Stored records

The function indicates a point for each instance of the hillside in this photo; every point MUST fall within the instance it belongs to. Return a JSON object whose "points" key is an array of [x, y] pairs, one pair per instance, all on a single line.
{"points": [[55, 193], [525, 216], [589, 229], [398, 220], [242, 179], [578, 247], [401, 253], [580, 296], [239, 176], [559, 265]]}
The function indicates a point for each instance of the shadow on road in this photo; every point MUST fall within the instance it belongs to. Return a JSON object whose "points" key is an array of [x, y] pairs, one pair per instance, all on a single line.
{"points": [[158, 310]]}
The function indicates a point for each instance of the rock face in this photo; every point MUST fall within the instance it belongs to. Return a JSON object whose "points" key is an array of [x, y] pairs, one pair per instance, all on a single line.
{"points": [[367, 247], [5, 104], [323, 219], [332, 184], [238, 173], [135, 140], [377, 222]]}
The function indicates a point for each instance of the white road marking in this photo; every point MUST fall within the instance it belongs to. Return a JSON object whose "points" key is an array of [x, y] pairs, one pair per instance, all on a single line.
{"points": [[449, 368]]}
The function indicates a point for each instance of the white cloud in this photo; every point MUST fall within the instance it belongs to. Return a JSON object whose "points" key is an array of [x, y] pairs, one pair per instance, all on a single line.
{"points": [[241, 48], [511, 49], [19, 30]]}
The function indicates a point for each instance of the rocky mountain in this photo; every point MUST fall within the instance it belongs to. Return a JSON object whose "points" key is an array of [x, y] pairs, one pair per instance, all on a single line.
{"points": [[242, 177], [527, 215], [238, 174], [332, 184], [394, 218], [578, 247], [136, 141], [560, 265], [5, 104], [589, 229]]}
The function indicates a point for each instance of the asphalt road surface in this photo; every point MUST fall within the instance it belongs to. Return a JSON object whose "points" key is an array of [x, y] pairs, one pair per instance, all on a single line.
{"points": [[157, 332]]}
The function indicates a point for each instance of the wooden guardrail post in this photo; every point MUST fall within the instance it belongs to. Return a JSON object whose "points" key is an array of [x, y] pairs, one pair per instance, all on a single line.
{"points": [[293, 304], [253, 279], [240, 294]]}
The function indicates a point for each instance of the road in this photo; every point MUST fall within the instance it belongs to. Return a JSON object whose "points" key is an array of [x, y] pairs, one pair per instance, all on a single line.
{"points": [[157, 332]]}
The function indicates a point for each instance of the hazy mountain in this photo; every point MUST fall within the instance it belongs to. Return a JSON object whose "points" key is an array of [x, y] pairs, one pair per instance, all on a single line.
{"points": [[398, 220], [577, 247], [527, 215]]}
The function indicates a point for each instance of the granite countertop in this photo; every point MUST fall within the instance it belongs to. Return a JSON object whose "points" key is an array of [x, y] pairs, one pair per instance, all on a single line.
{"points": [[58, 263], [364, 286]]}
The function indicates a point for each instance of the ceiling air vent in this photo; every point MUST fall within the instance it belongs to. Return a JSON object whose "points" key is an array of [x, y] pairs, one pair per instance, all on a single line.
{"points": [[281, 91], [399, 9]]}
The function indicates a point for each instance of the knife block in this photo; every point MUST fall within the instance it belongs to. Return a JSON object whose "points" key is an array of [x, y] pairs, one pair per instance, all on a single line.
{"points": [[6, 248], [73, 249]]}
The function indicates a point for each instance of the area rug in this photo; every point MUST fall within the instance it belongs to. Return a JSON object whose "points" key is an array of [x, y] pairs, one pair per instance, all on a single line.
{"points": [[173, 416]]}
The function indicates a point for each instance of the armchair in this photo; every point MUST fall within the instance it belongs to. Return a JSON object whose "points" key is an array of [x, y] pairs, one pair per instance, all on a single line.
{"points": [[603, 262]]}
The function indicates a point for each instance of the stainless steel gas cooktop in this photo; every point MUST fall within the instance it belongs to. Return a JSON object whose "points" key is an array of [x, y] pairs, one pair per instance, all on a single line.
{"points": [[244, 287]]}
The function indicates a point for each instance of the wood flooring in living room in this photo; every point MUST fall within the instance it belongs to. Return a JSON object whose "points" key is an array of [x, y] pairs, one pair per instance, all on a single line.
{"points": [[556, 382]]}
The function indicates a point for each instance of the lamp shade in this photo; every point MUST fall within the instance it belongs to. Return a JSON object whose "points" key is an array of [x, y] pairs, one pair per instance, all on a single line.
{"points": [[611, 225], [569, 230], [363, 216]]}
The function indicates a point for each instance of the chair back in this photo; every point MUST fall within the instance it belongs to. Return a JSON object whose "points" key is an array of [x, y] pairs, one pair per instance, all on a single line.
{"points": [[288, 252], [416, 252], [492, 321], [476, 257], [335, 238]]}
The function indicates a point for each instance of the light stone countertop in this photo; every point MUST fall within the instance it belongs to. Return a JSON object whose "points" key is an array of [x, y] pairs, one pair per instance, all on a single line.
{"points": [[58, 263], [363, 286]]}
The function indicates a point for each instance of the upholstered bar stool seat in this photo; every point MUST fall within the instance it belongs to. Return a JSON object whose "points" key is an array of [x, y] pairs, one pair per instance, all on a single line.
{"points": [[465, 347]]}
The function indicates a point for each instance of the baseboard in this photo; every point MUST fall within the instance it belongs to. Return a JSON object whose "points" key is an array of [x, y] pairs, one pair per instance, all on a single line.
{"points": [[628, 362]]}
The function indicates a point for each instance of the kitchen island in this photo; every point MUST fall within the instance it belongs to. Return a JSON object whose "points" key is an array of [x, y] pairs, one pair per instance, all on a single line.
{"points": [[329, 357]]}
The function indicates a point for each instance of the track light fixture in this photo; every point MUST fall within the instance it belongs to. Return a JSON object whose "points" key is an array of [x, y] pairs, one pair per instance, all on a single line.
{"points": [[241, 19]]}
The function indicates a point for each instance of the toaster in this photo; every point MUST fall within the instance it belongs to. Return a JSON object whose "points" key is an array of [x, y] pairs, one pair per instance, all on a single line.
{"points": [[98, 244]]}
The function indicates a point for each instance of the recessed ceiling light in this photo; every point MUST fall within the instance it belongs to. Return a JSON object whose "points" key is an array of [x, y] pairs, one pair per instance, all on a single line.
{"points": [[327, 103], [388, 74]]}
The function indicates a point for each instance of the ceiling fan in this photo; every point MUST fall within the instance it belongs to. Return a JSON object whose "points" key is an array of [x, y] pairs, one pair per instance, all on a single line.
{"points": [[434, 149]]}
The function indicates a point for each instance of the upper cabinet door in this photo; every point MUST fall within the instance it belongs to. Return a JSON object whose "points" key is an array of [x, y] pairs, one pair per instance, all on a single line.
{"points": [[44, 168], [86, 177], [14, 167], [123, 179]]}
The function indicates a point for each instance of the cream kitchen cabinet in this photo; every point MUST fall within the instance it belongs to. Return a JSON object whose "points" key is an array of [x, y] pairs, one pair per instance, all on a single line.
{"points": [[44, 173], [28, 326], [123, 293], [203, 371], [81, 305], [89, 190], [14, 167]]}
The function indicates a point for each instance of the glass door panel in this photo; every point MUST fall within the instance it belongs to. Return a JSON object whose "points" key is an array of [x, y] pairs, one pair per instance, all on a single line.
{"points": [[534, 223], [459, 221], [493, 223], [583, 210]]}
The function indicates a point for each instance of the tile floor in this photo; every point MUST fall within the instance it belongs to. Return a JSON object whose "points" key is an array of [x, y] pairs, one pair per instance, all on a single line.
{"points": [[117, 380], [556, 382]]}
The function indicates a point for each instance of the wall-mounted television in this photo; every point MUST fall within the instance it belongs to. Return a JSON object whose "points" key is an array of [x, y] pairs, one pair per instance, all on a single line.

**Problem statement**
Pull out each record as written and restate it exactly.

**Full response**
The function indicates a point for each instance of the hillside in this photo; every point MUST fall within the instance it belongs to. Return a JSON object whose "points" key is an array of [x, y] pairs, one pair per instance, all on a single line.
{"points": [[55, 193], [525, 216], [589, 229], [398, 220], [242, 179], [578, 247], [401, 253], [580, 296], [239, 176], [559, 265]]}
The function indicates a point for each instance of the shadow on road in this photo; every point MUST fall within the instance it belongs to. Return a JSON object whose "points" key is an array of [x, y] pairs, one pair per instance, all on a single line.
{"points": [[158, 310]]}
The function indicates a point for each instance of the rock face in this photo; every point MUST fall within the instance it belongs to. Return a JSON object whose "points" key is an array of [x, y] pairs, one pair per instance, all on a single line.
{"points": [[367, 247], [5, 104], [323, 219], [332, 184], [238, 173], [135, 140], [377, 222]]}
The function indicates a point for each instance of the white road marking in this photo; every point MUST fall within the instance it belongs to. Return a JSON object whose "points" key is an array of [x, y] pairs, one pair per instance, all on a single line.
{"points": [[449, 368]]}
The function indicates a point for each instance of the white cloud in this photo; every point MUST fall within the instance it belongs to. Return a JSON object whose "points" key is an array of [x, y] pairs, one pair per instance, all on a single line.
{"points": [[241, 48], [511, 49], [19, 30]]}
The function indicates a point for each instance of the rocky mountain in this photo; every point MUST fall within the instance it belongs to. Return a JSON object whose "points" key is an array of [x, y] pairs, one pair per instance, all on a single line.
{"points": [[242, 177], [527, 215], [238, 174], [332, 184], [394, 218], [578, 247], [136, 141], [560, 265], [5, 104], [589, 229]]}
The function indicates a point for each instance of the asphalt road surface in this photo; every point MUST fall within the instance it belongs to. Return a JSON object whose "points" key is an array of [x, y] pairs, one pair per instance, all on a single line.
{"points": [[157, 332]]}
The function indicates a point for each instance of the wooden guardrail post in this photo; every point MUST fall within the instance it belongs to. Return a JSON object whose "points" key is an array of [x, y] pairs, one pair per instance, all on a single line.
{"points": [[293, 304], [253, 279], [240, 294]]}
The function indicates a point for each instance of the road in this photo; every point MUST fall within the instance it belongs to. Return a JSON object whose "points" key is an array of [x, y] pairs, one pair per instance, all on a single line.
{"points": [[157, 332]]}
The function indicates a point for each instance of the hazy mountain in this photo; every point MUST fall within the instance it belongs to. Return a JSON object whose "points" key is an array of [x, y] pairs, one pair per instance, all on a single line.
{"points": [[398, 220], [577, 247], [527, 215]]}
The function indicates a point for each instance of the granite countertop in this photo; every point MUST fall within the instance it belongs to. Return a JSON object whose "points" key is an array of [x, y] pairs, one pair per instance, all on a single line.
{"points": [[58, 263], [364, 286]]}
The function indicates a point for each instance of the ceiling air vent in this photo; every point MUST fall within the instance it belongs to. Return a JSON object whose "points" key is an array of [x, y] pairs, one pair per instance, all on a single line.
{"points": [[281, 91], [399, 9]]}
The function indicates a point for each instance of the knife block in this photo; every point MUST fall within the instance it belongs to. Return a JSON object whose "points" key is an array of [x, y] pairs, one pair per instance, all on a single line.
{"points": [[6, 248], [73, 249]]}
The function indicates a point for each instance of the area rug in this photo; every point MUST fall within the instance it belongs to. Return a JSON object whose "points" key is an array of [x, y] pairs, one pair per instance, all on a single line.
{"points": [[173, 416]]}
The function indicates a point for each instance of the armchair in this photo; every point MUST fall within the instance it belongs to. Return a JSON object whose "points" key is an array of [x, y] pairs, one pair per instance, all on a single line.
{"points": [[603, 262]]}
The function indicates a point for each instance of the stainless steel gas cooktop in this photo; every point MUST fall within the instance it belongs to. Return a JSON object whose "points" key is an array of [x, y] pairs, one pair per instance, all on a single line.
{"points": [[244, 287]]}
The function indicates a point for each instance of the wood flooring in living room in this photo; every point MUST fall within the instance it belongs to. Return a JSON object whose "points" key is an array of [x, y] pairs, one pair per instance, all on a single line.
{"points": [[556, 382]]}
The function indicates a point for each instance of the lamp shade in this photo; every point MUST fall within the instance it belongs to. Return a JSON object whose "points" key is an array of [x, y] pairs, one pair per instance, all on a single line.
{"points": [[611, 225], [569, 230], [363, 216]]}
The function indicates a point for each instance of the chair back in this photo; every point MUST fall within the instance it belongs to. Return a JSON object whose "points" key is an array of [x, y] pairs, one pair per instance, all on a single line.
{"points": [[288, 252], [416, 252], [492, 321], [476, 257], [335, 238]]}
The function indicates a point for each instance of the light stone countertop in this photo; every point MUST fall within the instance it belongs to. Return a JSON object whose "points" key is an array of [x, y] pairs, one pair per instance, all on a single line.
{"points": [[58, 263], [363, 286]]}
The function indicates a point for each instance of the upholstered bar stool seat in this photo; every point MUST fall within the instance it belongs to. Return a JSON object whose "points" key is an array of [x, y] pairs, one pair per instance, all on a single line.
{"points": [[465, 347]]}
The function indicates a point for each instance of the baseboard in this photo; every point MUST fall within the instance it belongs to. Return a JSON object whose "points" key is an array of [x, y] pairs, one pair per instance, all on a single line.
{"points": [[628, 362]]}
The function indicates a point for each instance of the kitchen island in this photo; every point MUST fall within the instance it belongs to. Return a JSON object whose "points" key is an array of [x, y] pairs, one pair per instance, all on a single line.
{"points": [[329, 357]]}
The function indicates a point for each instance of the track light fixture in this photo; every point MUST fall within the instance it belongs to. Return a JSON object whose "points" key is an array of [x, y] pairs, one pair per instance, all on a single line.
{"points": [[241, 19]]}
The function indicates a point for each instance of the toaster in this photo; every point MUST fall within the instance it belongs to. Return a JSON object whose "points" key is an array of [x, y] pairs, one pair per instance, all on a single line.
{"points": [[98, 244]]}
The function indicates a point for each instance of the recessed ceiling light in this photo; every point MUST fall within the instance it belongs to. Return a JSON object whose "points" key is an array of [x, y] pairs, one pair per instance, all on a single line.
{"points": [[327, 103], [388, 74]]}
The function indicates a point for each instance of the ceiling fan in this photo; every point MUST fall within the instance it belongs to. Return a JSON object whose "points" key is an array of [x, y] pairs, one pair per instance, all on a single line.
{"points": [[434, 149]]}
The function indicates a point for each instance of the upper cabinet door in this photo; every point MUST fall within the instance it belongs to. Return a JSON object whose "points" key is an array of [x, y] pairs, one pair per instance, all on a single line.
{"points": [[44, 168], [86, 177], [14, 167], [123, 179]]}
The function indicates a point for each instance of the cream kitchen cabinet in this photo; every point MUST fall within the instance it belongs to. Return a JSON object whose "points" key is an array of [x, y] pairs, one pair per instance, all on a single line.
{"points": [[44, 173], [28, 326], [123, 293], [203, 371], [81, 305], [89, 190], [14, 167]]}
The function indicates a point for each instance of the glass door panel in this photo; every point MUST fall within the instance it belongs to. Return a JSON object whose "points" key is an array of [x, y] pairs, one pair per instance, all on a single line.
{"points": [[534, 223], [459, 221], [493, 223], [583, 210]]}
The function indicates a point for each instance of the tile floor in this photo; every point MUST fall within the instance it belongs to. Return a JSON object whose "points" key is an array of [x, y] pairs, one pair per instance, all on a single line.
{"points": [[117, 380], [556, 382]]}
The function indicates a point for each instance of the wall-mounted television in this photo; every point MUST fall within the instance it belongs to. Return a JSON object whose "points" key is an array of [x, y] pairs, one pair per instance, all on a single line.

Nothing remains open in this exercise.